(Dataset entries)
+++
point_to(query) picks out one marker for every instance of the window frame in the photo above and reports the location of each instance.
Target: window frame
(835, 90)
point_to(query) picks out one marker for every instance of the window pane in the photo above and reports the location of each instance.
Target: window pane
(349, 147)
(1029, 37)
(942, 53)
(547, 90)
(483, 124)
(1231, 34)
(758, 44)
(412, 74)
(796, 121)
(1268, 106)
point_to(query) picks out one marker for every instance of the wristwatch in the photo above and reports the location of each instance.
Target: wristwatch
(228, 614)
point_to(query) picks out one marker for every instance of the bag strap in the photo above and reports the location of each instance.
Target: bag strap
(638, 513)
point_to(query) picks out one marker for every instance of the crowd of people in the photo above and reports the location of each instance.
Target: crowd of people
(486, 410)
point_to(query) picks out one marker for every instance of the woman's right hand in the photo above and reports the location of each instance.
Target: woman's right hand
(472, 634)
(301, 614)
+++
## [The request]
Reproduce every one of the records above word for word.

## [Worked solution]
point_to(query) picks out one marker for every instance of the window frame in the photo above and reports the location of each instance.
Target: window frame
(835, 90)
point_to(query) picks out one marker for every instance of the window pane in the photo above and reports the location of each instance.
Target: window pane
(349, 147)
(1029, 37)
(942, 53)
(547, 90)
(483, 124)
(1231, 34)
(758, 44)
(412, 74)
(796, 121)
(1268, 106)
point_to(query) picks out one marker for every instance of the wristwatch in the photo above and reports the location of each instance.
Target: wristwatch
(228, 614)
point_to(query) picks out one marker for every instance of the bag strap in the photo above and reports the location of each instance.
Target: bag strap
(638, 513)
point_to(query) picks out one marker for every instance of the crowd of people in the photo above and reports the location of each instance.
Target: crowd of people
(486, 410)
point_to(query) picks out one marker for every instance of the woman's right hand in the photo above and reports the location of each instance.
Target: woman's right hand
(472, 634)
(301, 614)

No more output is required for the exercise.